### Enunciado
En el relato sobre cómo bajar dos tallas en tres meses, ¿cuántos kilos dice haber ganado sin darse cuenta la persona que lo escribe?

Dos tallas menos en tres meses

Relato de un cambio de hábitos: de cómo vencí la pereza gracias a la actividad física, la meditación y una alimentación más saludable. ¡Me abrocho mis ‘jeans’ de cuando era soltera!

Me desperté y la grasa seguía ahí. También la pereza, que es peor. Y el cansancio injustificado. Y cierta tristeza, aunque no estaba deprimida, más bien resignada, que es un sentimiento terrible.

Un buen día de hace tres meses, me miré en el espejo y no me reconocí. No se trataba de una cuestión física. Era algo mucho más profundo. Sentía que alguien muy importante me había abandonado y caí en la cuenta de que nada menos que yo a mí misma. ¿En qué momento mi coquetería viró en croquetería?

Es verdad que había tenido unos meses muy duros por la pérdida de un ser queridísimo, piedra angular de mi existencia y a quien brindo este reto: mi padre. Además, me había casado (el amor engorda, eso es así) y había dejado de fumar; ahora se cumplen dos años de la que considero mi mayor hazaña hasta la fecha (lo de dejar de fumar, me refiero).

Sin embargo, nada de lo anterior era excusa para dejarme de esa manera. Tampoco es que ni me duchara, ojo, digamos que no me prestaba atención. No era yo.

Me sentía, sobre todo, vaga. Pesadísima (literalmente, porque de forma figurada lo he sido siempre). Me había puesto sin darme cuenta nueve kilazos, lo que se traduce en casi tres tallas más, algo que en alguien de mi tamaño (prefiero no dar datos exactos porque cada uno es un mundo y no quiero acomplejarme ni acomplejar a nadie) es una barbaridad. La gente decía que no me notaba el incremento de volumen (nada peor que engordar poco a poco, porque no te enteras). Además, o mis allegados me quieren demasiado o es cierto que una aprende con la edad a vestirse mejor y a disimular defectos y resaltos. Sin ánimo de demonizar el sobrepeso, porque obesa no he sido nunca aunque pongo en cuarentena el concepto curvy, recurrí a mi compañero Javier Cid. Javi se sometió en estas mismas páginas a un cambio radical, estructural diría yo, de cuyos efectos aún se beneficia. Hoy es carne de gimnasio y batido de superalimentos y es feliz.

### Entradas proporcionadas
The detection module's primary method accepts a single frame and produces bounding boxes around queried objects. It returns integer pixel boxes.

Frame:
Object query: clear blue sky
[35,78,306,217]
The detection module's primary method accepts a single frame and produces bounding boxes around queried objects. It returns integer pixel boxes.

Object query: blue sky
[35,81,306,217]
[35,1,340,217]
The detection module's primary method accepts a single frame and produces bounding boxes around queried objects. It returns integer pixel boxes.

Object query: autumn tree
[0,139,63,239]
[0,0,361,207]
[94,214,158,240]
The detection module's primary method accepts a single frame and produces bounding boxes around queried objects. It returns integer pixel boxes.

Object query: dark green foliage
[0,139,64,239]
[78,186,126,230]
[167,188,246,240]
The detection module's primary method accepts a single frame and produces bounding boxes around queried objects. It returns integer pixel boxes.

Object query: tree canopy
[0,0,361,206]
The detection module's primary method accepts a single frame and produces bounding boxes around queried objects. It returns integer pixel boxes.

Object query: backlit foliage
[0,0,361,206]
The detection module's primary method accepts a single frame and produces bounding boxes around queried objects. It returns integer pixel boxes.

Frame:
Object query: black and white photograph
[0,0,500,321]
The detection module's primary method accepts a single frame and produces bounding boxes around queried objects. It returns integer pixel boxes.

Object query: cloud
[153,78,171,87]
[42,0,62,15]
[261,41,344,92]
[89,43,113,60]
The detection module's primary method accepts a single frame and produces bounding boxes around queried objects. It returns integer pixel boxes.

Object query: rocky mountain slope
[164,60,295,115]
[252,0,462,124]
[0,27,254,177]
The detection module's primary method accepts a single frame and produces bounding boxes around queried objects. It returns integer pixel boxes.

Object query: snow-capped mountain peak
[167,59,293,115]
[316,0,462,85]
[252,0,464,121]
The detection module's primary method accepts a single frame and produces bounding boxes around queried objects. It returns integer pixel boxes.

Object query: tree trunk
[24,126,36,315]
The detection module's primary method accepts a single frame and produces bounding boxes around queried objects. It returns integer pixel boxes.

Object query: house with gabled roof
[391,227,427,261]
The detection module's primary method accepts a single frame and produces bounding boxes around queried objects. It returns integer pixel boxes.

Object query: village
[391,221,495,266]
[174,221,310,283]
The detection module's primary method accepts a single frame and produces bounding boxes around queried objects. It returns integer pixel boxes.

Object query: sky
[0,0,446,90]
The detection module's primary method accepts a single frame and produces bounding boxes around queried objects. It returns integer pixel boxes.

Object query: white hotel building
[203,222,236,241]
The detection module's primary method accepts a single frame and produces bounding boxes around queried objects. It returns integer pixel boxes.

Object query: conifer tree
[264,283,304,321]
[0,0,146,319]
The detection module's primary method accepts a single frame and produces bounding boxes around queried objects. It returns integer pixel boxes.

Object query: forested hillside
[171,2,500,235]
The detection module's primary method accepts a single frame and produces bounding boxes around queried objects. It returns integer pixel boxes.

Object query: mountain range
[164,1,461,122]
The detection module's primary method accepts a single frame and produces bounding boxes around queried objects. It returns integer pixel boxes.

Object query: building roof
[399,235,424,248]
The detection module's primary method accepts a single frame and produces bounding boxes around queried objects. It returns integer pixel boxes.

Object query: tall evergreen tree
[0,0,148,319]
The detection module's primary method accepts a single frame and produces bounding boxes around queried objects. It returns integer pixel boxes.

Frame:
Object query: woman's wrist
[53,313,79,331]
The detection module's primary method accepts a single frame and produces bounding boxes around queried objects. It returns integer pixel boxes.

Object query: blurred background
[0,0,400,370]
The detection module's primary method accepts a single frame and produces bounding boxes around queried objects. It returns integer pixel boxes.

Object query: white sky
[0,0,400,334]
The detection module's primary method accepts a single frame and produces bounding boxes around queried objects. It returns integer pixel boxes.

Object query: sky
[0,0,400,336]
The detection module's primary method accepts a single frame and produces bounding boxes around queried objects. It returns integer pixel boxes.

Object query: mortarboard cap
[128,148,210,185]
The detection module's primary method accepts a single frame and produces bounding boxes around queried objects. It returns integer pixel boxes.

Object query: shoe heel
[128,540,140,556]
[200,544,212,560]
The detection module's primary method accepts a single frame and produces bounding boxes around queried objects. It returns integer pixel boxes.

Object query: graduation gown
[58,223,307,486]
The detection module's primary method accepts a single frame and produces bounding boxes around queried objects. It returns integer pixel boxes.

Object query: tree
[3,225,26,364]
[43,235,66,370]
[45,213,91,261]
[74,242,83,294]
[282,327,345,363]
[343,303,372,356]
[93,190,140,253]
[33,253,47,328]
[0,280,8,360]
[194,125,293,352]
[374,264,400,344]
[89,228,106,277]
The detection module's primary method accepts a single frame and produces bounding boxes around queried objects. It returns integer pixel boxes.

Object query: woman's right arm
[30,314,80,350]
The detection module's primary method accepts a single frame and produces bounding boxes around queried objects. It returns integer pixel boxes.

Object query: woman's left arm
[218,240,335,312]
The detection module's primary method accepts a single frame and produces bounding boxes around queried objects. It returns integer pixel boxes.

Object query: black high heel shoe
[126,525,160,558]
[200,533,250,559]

### Respuesta correcta
Nueve kilos, casi tres tallas más.